- GOAL OF THE EXERCISE
Report each line of the records below that contains the word 'single', copying every such line in full.

- PROVIDED MATERIAL
● ● ●
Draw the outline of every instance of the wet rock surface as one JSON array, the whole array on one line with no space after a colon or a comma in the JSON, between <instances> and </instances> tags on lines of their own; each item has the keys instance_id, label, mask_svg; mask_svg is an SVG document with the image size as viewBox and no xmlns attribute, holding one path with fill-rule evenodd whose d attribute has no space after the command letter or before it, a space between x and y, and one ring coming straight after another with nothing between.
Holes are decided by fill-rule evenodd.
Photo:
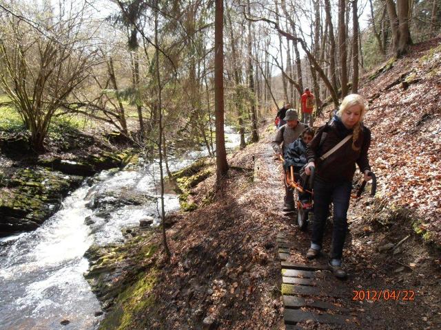
<instances>
[{"instance_id":1,"label":"wet rock surface","mask_svg":"<svg viewBox=\"0 0 441 330\"><path fill-rule=\"evenodd\" d=\"M0 236L37 228L82 181L82 177L39 167L17 170L0 188Z\"/></svg>"},{"instance_id":2,"label":"wet rock surface","mask_svg":"<svg viewBox=\"0 0 441 330\"><path fill-rule=\"evenodd\" d=\"M0 236L36 229L60 208L63 198L79 187L85 177L113 168L116 172L137 161L134 152L101 151L86 157L29 157L19 161L1 155L4 166L0 166ZM88 183L97 181L97 177L91 178ZM107 202L111 201L99 199L97 206ZM121 203L136 205L136 201L122 199Z\"/></svg>"}]
</instances>

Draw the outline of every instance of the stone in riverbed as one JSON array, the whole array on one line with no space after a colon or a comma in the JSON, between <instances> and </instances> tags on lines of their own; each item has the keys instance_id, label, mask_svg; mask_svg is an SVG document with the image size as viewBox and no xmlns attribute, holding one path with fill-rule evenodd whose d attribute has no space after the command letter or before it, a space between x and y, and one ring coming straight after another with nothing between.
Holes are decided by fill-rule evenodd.
<instances>
[{"instance_id":1,"label":"stone in riverbed","mask_svg":"<svg viewBox=\"0 0 441 330\"><path fill-rule=\"evenodd\" d=\"M103 315L103 311L96 311L95 312L95 317L100 316Z\"/></svg>"},{"instance_id":2,"label":"stone in riverbed","mask_svg":"<svg viewBox=\"0 0 441 330\"><path fill-rule=\"evenodd\" d=\"M149 227L153 224L153 218L152 217L148 217L145 219L142 219L139 221L139 226L143 227Z\"/></svg>"}]
</instances>

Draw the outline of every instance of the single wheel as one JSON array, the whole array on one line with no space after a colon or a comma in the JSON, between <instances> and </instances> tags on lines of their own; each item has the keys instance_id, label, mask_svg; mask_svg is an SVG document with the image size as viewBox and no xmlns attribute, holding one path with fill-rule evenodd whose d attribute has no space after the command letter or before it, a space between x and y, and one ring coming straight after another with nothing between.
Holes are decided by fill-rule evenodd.
<instances>
[{"instance_id":1,"label":"single wheel","mask_svg":"<svg viewBox=\"0 0 441 330\"><path fill-rule=\"evenodd\" d=\"M302 207L297 207L297 224L302 232L305 232L308 227L308 217L309 212L307 212Z\"/></svg>"}]
</instances>

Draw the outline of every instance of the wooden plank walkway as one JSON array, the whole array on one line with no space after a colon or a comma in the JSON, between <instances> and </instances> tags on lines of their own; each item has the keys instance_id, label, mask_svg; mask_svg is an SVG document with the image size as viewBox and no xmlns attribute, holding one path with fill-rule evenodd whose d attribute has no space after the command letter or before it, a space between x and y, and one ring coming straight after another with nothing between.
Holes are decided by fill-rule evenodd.
<instances>
[{"instance_id":1,"label":"wooden plank walkway","mask_svg":"<svg viewBox=\"0 0 441 330\"><path fill-rule=\"evenodd\" d=\"M327 265L288 261L293 246L290 239L278 233L276 242L280 259L282 294L285 329L303 329L299 322L312 320L338 327L356 327L357 320L345 307L351 292L328 270Z\"/></svg>"}]
</instances>

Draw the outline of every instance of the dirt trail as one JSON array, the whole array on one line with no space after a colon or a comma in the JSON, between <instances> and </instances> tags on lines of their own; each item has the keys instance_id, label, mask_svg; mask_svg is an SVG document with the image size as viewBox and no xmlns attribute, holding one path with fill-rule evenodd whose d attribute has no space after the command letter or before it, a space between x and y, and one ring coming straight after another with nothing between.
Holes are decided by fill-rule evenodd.
<instances>
[{"instance_id":1,"label":"dirt trail","mask_svg":"<svg viewBox=\"0 0 441 330\"><path fill-rule=\"evenodd\" d=\"M269 144L274 131L267 123L260 133L259 142L228 155L230 170L220 189L214 188L214 164L200 170L212 174L192 186L188 192L187 202L194 204L196 209L172 214L167 219L173 223L167 230L172 253L170 262L159 248L158 253L141 259L136 258L135 254L134 263L139 270L127 268L119 272L115 283L132 283L135 278L136 285L141 285L150 276L156 278L155 285L121 293L123 297L131 298L129 302L123 299L115 302L114 312L107 316L110 324L120 322L115 320L121 319L123 309L124 320L130 320L125 321L127 327L121 329L285 329L287 312L282 292L286 294L296 289L292 285L283 287L279 248L289 250L287 261L291 263L319 268L326 264L327 258L325 256L311 262L305 257L311 227L306 232L299 230L295 214L282 211L281 164L274 159ZM371 197L364 197L351 203L349 209L349 232L343 256L349 278L340 281L330 276L320 281L320 293L338 287L338 296L322 296L316 299L320 300L318 305L309 300L317 292L302 289L300 298L307 300L300 305L309 306L296 308L299 300L295 298L289 298L285 305L290 304L291 320L299 315L304 318L305 314L300 311L312 316L286 329L439 329L439 250L423 243L407 217L395 219L390 228L376 226L370 220L375 216L372 203ZM326 230L325 254L329 250L331 229L328 226ZM280 233L285 235L284 242L278 239ZM147 244L161 247L159 231L152 234L148 240L140 237L130 246L136 251L143 251ZM395 254L391 250L378 252L388 242L396 244L407 236ZM280 243L285 245L280 246ZM310 278L307 272L302 275L306 280L290 273L285 274L289 278L284 279L285 283L305 283ZM138 288L136 285L131 287ZM389 300L382 296L378 301L368 301L367 290L373 289L413 290L413 300L403 300L401 294L400 299L393 300L389 294ZM354 290L365 292L362 301L353 300ZM139 306L134 301L150 302ZM329 302L337 310L324 311L329 308L322 303L329 306ZM324 314L327 315L314 317ZM326 324L330 317L327 314L332 314L344 315L343 324Z\"/></svg>"},{"instance_id":2,"label":"dirt trail","mask_svg":"<svg viewBox=\"0 0 441 330\"><path fill-rule=\"evenodd\" d=\"M270 138L271 135L269 135L265 138L266 142ZM276 214L280 214L279 210L283 207L283 174L280 163L274 160L271 156L265 151L256 161L260 166L260 177L263 178L258 186L261 185L263 188L266 187L267 196L264 199L268 202L267 207ZM329 292L338 290L343 296L338 299L318 298L331 300L337 306L348 308L349 312L344 315L350 322L345 325L332 326L311 320L298 323L298 329L334 329L333 327L335 329L394 329L403 327L404 329L439 329L441 325L441 276L437 270L439 250L421 244L421 238L412 233L409 223L400 223L396 228L396 231L392 232L384 232L384 230L378 228L378 232L376 233L375 229L370 227L367 230L369 223L363 223L360 218L364 216L364 219L369 219L371 215L371 209L369 211L369 208L367 209L363 204L366 202L369 205L371 199L370 197L364 198L365 201L351 201L350 206L349 232L344 252L348 278L342 281L331 276L325 280ZM310 261L305 254L310 243L311 226L309 226L307 232L302 232L295 224L295 213L281 213L278 219L278 227L285 238L279 241L289 242L286 247L290 248L291 252L289 256L285 256L286 261L311 267L325 267L331 246L331 224L328 221L327 225L323 255L316 261ZM407 230L407 226L409 227ZM407 235L409 237L400 244L400 248L396 250L396 254L393 254L393 249L382 253L378 251L384 246L384 237L395 239L396 243ZM367 239L369 239L367 244ZM367 250L366 248L369 245L376 245L377 251L371 254L365 254ZM403 254L408 260L400 263L398 261ZM418 258L418 255L420 261L417 263L420 263L418 266L409 262L413 261L413 257ZM311 297L308 293L300 296ZM320 309L323 309L302 307L300 310L325 314ZM334 313L340 314L338 311Z\"/></svg>"}]
</instances>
● ● ●
- RESULT OF THE EXERCISE
Draw the outline of every instance of the single wheel as one JSON array, the whole array on one line with no space after a colon or a comma in the JSON, between <instances> and </instances> tags on lines of their own; each item has the keys instance_id, label, mask_svg; mask_svg is an SVG document with the image size as viewBox and no xmlns attribute, holding one path with fill-rule evenodd whose d attribute has no space after the command letter or before it, a space between x and y, and one ring coming straight after another with nothing between.
[{"instance_id":1,"label":"single wheel","mask_svg":"<svg viewBox=\"0 0 441 330\"><path fill-rule=\"evenodd\" d=\"M302 207L297 207L297 224L302 232L305 232L308 227L308 217L309 212L307 212Z\"/></svg>"}]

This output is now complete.